Outline annotation records
---------------

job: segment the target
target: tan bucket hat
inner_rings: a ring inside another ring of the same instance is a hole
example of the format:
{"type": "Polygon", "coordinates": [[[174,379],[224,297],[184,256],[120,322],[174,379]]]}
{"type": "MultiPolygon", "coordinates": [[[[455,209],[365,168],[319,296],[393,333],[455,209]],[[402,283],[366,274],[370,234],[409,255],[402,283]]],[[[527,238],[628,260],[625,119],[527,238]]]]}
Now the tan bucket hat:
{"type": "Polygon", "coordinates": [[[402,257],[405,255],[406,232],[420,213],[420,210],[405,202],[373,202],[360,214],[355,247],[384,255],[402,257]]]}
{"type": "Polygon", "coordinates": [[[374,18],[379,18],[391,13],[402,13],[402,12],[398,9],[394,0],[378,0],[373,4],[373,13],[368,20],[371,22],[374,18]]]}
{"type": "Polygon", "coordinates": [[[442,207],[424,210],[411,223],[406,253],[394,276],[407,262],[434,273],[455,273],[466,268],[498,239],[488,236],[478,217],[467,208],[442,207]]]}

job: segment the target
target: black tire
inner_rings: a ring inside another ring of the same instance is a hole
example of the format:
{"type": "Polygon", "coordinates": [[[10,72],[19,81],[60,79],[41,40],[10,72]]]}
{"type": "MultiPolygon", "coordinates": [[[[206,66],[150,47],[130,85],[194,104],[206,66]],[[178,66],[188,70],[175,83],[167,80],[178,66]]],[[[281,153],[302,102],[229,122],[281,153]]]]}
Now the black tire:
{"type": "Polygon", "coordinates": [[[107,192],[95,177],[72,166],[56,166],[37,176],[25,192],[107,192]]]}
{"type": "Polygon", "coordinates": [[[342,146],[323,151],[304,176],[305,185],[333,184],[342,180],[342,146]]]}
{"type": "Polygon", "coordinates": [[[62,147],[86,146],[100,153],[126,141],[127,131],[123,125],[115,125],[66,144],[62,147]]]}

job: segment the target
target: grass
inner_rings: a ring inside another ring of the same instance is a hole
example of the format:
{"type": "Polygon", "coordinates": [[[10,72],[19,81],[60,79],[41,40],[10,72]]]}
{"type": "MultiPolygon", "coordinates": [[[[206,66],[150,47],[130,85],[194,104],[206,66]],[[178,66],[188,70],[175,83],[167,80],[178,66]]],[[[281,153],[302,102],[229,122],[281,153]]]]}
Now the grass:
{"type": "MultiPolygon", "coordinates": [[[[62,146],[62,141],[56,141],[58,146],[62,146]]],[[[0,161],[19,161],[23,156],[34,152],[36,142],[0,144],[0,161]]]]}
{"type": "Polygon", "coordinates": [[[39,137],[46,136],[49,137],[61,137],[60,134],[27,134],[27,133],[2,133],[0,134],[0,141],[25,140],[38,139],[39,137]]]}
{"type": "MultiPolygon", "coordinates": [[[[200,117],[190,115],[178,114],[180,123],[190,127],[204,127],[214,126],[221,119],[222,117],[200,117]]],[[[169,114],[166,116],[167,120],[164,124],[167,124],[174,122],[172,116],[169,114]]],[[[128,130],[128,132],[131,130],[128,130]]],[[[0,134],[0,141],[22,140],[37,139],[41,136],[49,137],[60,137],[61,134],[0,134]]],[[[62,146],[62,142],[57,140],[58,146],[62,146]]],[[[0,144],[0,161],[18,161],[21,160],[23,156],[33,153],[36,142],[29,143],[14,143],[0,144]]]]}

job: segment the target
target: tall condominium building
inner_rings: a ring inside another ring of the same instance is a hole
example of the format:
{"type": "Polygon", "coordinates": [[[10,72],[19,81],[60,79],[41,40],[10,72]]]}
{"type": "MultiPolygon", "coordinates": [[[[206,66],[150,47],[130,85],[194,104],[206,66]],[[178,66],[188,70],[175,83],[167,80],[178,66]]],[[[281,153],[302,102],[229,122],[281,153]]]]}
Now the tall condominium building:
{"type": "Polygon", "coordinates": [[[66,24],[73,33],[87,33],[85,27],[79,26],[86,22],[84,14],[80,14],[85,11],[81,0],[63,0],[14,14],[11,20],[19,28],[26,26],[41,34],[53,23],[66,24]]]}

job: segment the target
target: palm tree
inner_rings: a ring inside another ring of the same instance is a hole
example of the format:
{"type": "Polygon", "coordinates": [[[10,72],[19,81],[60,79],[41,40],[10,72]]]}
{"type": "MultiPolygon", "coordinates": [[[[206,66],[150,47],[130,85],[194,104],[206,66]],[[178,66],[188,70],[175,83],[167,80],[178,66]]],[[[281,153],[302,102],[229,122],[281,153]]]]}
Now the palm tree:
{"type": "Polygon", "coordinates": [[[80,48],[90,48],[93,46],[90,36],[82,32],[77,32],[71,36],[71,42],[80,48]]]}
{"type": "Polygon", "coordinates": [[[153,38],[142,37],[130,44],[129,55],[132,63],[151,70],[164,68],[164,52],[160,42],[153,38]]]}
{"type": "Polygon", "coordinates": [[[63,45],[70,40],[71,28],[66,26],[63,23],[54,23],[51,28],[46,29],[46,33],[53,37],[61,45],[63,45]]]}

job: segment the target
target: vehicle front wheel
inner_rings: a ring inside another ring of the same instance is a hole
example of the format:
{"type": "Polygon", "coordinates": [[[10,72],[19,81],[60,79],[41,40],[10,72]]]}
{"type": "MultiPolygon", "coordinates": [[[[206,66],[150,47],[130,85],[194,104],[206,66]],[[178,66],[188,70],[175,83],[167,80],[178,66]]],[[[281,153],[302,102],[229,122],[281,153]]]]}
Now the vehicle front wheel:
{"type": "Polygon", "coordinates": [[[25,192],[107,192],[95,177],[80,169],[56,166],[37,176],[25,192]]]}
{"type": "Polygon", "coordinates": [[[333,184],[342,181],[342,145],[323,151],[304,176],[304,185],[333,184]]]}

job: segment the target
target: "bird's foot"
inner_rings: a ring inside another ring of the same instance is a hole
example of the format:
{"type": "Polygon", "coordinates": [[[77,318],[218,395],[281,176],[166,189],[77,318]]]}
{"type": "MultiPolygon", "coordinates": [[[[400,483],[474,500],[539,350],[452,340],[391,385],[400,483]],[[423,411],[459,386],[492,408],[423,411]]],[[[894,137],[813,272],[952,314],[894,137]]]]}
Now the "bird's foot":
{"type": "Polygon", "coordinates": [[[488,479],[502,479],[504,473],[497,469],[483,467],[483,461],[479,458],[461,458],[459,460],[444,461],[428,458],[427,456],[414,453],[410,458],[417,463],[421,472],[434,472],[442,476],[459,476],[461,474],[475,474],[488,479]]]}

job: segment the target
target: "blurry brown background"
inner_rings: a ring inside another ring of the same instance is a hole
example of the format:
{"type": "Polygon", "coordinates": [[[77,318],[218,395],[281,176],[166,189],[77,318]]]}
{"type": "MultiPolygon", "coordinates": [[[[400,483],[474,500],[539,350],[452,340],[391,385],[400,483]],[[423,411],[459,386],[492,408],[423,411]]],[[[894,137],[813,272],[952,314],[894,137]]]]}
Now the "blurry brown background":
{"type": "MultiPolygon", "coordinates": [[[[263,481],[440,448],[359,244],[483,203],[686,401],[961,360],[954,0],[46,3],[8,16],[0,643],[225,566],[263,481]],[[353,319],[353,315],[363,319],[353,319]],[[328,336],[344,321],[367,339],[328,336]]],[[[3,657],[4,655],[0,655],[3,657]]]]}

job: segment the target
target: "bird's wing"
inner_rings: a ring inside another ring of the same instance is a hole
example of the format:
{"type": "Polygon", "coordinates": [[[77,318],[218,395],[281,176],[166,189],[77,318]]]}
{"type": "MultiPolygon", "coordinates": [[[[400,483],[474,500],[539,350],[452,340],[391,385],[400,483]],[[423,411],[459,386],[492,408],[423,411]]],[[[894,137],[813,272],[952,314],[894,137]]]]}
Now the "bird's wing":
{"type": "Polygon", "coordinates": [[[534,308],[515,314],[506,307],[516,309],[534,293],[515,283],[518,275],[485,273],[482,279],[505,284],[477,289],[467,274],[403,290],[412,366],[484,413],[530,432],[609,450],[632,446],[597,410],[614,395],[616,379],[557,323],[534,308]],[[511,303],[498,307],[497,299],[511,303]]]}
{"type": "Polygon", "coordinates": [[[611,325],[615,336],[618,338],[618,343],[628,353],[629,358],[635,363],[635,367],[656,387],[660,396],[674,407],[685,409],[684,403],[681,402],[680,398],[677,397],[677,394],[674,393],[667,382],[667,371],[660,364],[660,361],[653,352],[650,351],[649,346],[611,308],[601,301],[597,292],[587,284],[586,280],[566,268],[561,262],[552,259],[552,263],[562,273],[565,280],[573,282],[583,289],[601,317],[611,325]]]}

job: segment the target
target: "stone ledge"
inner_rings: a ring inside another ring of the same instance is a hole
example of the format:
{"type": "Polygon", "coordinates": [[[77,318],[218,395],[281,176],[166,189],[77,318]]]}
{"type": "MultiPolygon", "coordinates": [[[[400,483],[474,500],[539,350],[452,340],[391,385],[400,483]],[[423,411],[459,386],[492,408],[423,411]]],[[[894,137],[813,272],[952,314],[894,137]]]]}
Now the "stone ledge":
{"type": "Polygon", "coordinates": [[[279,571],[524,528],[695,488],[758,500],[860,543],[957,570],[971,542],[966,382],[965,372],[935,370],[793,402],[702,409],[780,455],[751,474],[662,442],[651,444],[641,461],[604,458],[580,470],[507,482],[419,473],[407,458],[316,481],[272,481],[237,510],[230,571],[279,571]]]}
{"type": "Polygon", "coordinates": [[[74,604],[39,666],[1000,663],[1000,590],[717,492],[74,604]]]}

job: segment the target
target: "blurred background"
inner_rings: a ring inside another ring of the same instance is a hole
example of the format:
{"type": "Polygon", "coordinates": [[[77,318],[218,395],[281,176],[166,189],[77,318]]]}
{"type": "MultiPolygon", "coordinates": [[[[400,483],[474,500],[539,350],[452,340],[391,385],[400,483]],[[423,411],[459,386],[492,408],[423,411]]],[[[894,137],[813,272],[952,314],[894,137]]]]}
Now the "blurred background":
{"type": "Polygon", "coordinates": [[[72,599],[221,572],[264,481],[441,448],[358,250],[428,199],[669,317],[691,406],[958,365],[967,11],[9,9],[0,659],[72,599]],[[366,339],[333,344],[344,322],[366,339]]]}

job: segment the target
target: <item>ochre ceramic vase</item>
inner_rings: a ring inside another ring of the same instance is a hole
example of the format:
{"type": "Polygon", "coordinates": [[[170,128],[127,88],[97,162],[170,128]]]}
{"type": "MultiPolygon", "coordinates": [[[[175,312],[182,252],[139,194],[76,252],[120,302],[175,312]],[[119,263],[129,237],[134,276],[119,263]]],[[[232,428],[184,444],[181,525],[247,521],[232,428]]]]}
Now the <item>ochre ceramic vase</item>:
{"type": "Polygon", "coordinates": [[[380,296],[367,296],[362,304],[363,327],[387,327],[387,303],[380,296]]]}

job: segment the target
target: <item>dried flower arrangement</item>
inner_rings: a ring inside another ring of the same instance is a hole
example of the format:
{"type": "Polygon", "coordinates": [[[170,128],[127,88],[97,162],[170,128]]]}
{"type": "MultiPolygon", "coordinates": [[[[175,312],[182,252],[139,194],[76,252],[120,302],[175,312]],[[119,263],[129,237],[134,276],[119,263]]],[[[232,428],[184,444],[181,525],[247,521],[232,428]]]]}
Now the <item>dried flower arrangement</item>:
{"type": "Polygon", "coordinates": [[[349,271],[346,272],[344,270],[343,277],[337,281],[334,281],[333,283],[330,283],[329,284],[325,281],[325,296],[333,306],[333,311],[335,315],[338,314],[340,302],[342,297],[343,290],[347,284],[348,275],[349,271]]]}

---------------

**SHORT PROBLEM:**
Could you reproduce the part of the records that opens at their very start and closes with the line containing "Now the tan", with both ends included and every line copied word for word?

**ANSWER TO THE PROBLEM:**
job: segment the target
target: tan bucket hat
inner_rings: a ring inside another ring of the same instance is a hole
example of the format:
{"type": "Polygon", "coordinates": [[[174,379],[224,297],[184,256],[120,322],[174,379]]]}
{"type": "MultiPolygon", "coordinates": [[[[455,209],[365,168],[319,296],[393,333],[455,209]],[[402,283],[366,274],[370,234],[409,255],[402,283]]],[[[527,238],[628,260],[625,119],[527,238]]]]}
Now the tan bucket hat:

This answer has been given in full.